# Stated task A
In the listing further down, find each line that contains the word "tree" and report every one of them in full.

┄┄┄┄┄┄

6. Chapter 9 & 10: In what ways did Jack Smith become “uncommercial film personified”? What is meant by the slogan “no more masterpieces” and how did Smith resist commodification (or the production of art products)?

Jack Smith decided to never truly ‘finish’ a film, to protect it from being banned [like Flaming Creatures was.] He traveled with prints of his films at showings, and would edit the films live as well as choose the records to play at that moment, subject to change upon his whim. Jack Smith wanted to transform life into art, instead of creating an ‘artistic commodity’ to be consumed by the spectators. A ‘masterpiece’ in this light is unappealing: it connotes an entirely finished product, something definitive and in many cases easily mass-reproduced. He was strongly anti-capitalism and this showed through in his life and work. In the 70s, he held free performance art shows in his loft, and even if no one showed up, Smith would perform as to a packed house. In this case, here was no product or concrete item to be declared “this is a work of art” but instead his life and its ethereality became his art.

7. Name at least three important friends/relationships Barbara Rubin had in the world of art and music in the early 1960s.

┄┄┄┄┄┄

# Stated task B
According to the passage on Jack Smith, what did Smith do at his free loft shows in the 70s when no one showed up?

┄┄┄┄┄┄

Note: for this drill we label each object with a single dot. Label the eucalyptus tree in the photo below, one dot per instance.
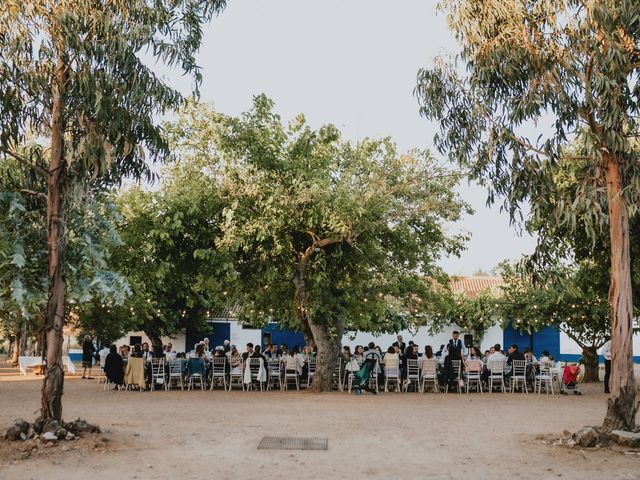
(573, 66)
(325, 234)
(570, 298)
(90, 238)
(77, 74)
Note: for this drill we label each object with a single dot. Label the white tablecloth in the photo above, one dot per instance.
(26, 362)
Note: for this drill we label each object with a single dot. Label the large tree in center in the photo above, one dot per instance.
(74, 73)
(574, 67)
(326, 235)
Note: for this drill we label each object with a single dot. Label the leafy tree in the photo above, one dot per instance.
(72, 72)
(573, 65)
(23, 252)
(325, 234)
(473, 314)
(178, 275)
(571, 298)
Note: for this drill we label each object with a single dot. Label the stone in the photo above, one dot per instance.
(587, 437)
(49, 436)
(80, 426)
(18, 429)
(627, 439)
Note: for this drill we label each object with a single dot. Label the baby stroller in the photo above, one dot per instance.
(571, 376)
(361, 377)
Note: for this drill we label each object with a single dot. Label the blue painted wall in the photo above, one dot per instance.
(287, 337)
(546, 339)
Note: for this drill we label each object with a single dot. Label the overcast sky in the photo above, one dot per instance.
(352, 63)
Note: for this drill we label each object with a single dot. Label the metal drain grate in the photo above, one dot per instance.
(293, 443)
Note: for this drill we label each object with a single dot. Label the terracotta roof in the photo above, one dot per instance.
(472, 286)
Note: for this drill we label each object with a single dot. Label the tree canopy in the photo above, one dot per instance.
(326, 234)
(571, 65)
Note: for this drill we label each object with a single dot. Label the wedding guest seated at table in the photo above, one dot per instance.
(146, 354)
(200, 353)
(137, 351)
(514, 354)
(528, 356)
(294, 361)
(114, 367)
(546, 357)
(359, 353)
(391, 361)
(409, 354)
(473, 362)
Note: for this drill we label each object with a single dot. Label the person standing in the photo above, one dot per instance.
(400, 344)
(605, 351)
(456, 342)
(88, 350)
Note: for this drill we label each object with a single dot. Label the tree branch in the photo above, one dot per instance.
(32, 192)
(26, 162)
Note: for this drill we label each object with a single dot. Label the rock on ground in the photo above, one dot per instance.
(627, 439)
(587, 437)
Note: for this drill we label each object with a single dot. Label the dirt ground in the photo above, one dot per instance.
(168, 435)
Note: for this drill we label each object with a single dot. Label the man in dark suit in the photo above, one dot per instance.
(400, 344)
(456, 342)
(249, 351)
(514, 354)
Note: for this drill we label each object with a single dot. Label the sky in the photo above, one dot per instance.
(352, 63)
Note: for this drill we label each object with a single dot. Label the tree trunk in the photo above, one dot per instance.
(52, 387)
(591, 364)
(328, 351)
(16, 348)
(621, 409)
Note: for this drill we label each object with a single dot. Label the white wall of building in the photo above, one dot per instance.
(178, 340)
(421, 337)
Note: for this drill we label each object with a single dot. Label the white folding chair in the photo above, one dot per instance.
(519, 375)
(196, 376)
(496, 375)
(473, 374)
(311, 370)
(176, 372)
(429, 374)
(392, 373)
(158, 373)
(413, 375)
(235, 372)
(336, 378)
(544, 377)
(219, 372)
(353, 366)
(291, 373)
(274, 368)
(254, 367)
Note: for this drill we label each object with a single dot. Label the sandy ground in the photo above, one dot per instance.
(168, 435)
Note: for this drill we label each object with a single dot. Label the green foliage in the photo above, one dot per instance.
(111, 96)
(568, 64)
(571, 298)
(90, 238)
(169, 257)
(340, 233)
(472, 314)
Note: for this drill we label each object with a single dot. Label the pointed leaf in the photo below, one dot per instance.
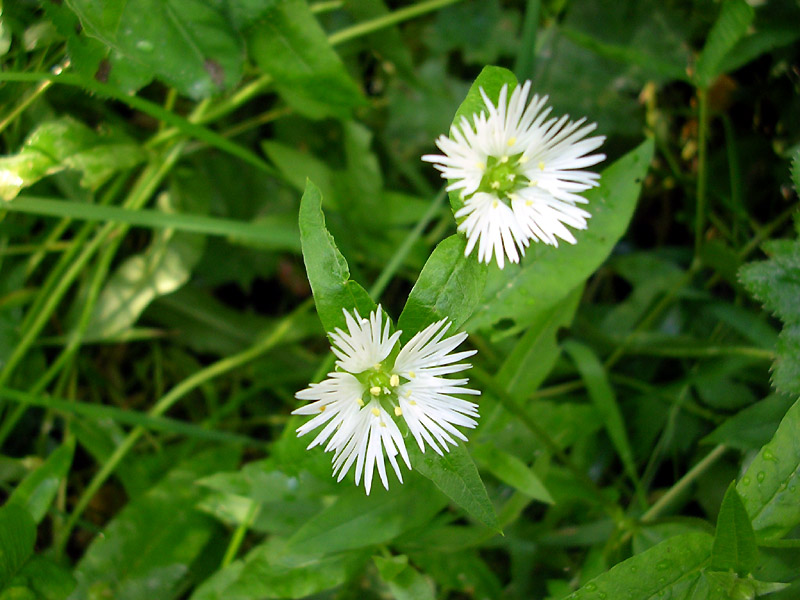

┄┄┄┄┄┄

# Full response A
Note: for this drill we label each object with a single dot. Label the eucalyptus tree in the photo below, one dot per instance.
Note: for this drill we label each object with a single dot. Label the large tree in center in the photo above, one dot per instance.
Note: for this drill we label each object with a single dot. Label the leafy tree in the photo above, one dot per instance.
Note: for this drill we label each object with a single dot. Label the tree canopy in the photo above, one dot per instance.
Note: for this drill we label each object with a single dot. Label the tree branch in the photo above, one dot per instance.
Note: for this drill we label each object with a single dot. Label the tree trunk in the photo above, one dot per instance.

# Full response B
He performed as if to a packed house.